What price target does the T-Mobile note give for TMUS?

(Extract provided begins)

Friday, September 25

T-Mobile: What Do We Think?

Ticker: TMUS

Rating: Overweight

Price Target: $145

Target Date: 7/2021

 


 

đź’ˇ Summary

Late last week T-Mobile (TMUS) reported another quarter of solid growth. T-Mobile’s earnings beat consensus analyst expectations for both EPS and revenue all the while adding over 825K phone customers! This growth sets up TMUS nicely for 2021 as they should finally be able to realize some synergies long overdue. While management’s guidance for the year was conservative due to some high expense headwinds, we are still reiterating our overweight rating on the stock and are increasing our price target from last year!

 

🔑 Key Takeaways

Let’s review T-Mobile’s earnings report and discuss some details on why we are maintaining our overweight rating on the stock:

1) T-Mobile, again grew and reported a solid Q4, closing out an otherwise impressive 2020 performance. The 825K customer ads actually led the entire industry despite the massive churn of customers from Sprint. Looking more closely at this figure, we are extremely impressed with the growing strength of their business as they outperformed Verizon (their biggest competitor) in adding more customers!

2) Revenue, EBITDA and overall margins came in ahead of consensus expectations. And not only were they ahead but they each blew past expectations! Looking at a tough environment due to COVID and Sprint, this truly signals the strength of their business and silences many doubters.

3) The only real miss in our opinion was on ARPU (average revenue per customer). What this metric shows is that each customer produced less revenue than we anticipated. If TMUS can increase ARPU in 2021, that means that they should be making more money from the same amount of customers, hopefully helping revenue and increasing margins by keeping costs relatively flat as each user is worth more money!

 

Conclusion:

Looking forward however, the management team did give a more conservative guidance for 2021 than we were anticipating. While we do agree that the upcoming infrastructure costs, integration costs and overall economic demand will hamper growth, we believe the team is over-discounting the strength of their underlying business in fighting through this type of adversity. We believe this “over conservatism” while be shown directly during their upcoming analyst day when they will present updates to deal synergies and the strategic goals of the business. We also would not be surprised to get a more comprehensive update to the status of their 5G network, which should again spark more investor enthusiasm. It is also not beyond TMUS to announce more share buybacks that would increase value per share, thus financially engineering an increase in stock price! We will look towards this event with much anticipation and until then will remain overweight the stock!

(Extract provided ends)
(Excerpted records begins)

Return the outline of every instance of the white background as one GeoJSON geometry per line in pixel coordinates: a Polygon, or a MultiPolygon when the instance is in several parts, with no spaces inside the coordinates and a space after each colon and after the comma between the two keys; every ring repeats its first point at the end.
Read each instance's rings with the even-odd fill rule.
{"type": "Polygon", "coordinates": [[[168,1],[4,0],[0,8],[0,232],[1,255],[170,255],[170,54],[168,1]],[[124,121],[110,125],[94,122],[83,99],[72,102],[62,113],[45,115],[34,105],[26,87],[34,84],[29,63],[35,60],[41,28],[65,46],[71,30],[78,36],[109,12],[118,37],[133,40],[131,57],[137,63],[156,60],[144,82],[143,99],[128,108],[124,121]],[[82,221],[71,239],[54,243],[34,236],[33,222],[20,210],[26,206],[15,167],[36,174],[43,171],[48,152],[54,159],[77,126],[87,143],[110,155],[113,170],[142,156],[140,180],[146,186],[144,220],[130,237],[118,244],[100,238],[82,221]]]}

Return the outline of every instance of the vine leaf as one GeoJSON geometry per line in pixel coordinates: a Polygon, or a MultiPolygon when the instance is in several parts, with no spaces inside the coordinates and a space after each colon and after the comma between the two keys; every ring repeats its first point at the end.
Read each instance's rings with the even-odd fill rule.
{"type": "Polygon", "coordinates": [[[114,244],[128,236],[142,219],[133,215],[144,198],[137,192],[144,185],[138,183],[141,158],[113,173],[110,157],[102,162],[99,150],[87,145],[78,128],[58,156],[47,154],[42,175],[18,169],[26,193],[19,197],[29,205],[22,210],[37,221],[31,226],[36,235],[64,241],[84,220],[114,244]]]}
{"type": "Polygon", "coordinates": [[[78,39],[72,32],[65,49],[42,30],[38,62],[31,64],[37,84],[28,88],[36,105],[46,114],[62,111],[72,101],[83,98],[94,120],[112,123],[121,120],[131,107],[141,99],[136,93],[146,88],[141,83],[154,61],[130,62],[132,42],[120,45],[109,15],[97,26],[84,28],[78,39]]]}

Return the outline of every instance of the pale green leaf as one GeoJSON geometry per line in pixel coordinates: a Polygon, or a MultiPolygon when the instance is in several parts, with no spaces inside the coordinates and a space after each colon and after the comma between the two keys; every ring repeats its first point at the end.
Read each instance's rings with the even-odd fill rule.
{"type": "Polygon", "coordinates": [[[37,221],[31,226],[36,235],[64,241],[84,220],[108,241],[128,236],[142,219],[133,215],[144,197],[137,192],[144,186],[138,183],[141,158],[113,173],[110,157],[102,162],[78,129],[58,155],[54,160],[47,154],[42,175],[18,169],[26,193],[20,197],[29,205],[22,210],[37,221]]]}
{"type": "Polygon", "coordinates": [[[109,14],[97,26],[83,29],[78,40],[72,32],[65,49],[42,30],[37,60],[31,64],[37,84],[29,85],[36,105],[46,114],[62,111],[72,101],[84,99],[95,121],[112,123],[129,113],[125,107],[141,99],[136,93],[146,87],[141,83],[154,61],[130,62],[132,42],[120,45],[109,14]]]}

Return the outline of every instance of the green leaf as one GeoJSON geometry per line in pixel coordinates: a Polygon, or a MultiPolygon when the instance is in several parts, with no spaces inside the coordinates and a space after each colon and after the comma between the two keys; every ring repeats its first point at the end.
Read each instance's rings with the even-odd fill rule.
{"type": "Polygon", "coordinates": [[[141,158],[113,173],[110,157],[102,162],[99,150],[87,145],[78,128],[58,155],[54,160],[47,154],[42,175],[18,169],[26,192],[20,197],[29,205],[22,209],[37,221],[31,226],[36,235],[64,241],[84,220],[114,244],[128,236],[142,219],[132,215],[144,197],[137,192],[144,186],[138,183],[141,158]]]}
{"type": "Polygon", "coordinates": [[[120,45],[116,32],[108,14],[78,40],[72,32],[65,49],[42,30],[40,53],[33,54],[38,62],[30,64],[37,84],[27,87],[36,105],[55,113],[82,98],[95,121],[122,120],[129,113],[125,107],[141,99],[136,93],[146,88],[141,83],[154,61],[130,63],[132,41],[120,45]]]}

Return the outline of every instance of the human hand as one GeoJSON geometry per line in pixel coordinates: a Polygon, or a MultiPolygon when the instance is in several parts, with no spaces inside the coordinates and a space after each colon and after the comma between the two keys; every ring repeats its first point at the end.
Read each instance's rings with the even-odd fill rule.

(Excerpted records ends)

[Written answer]
$145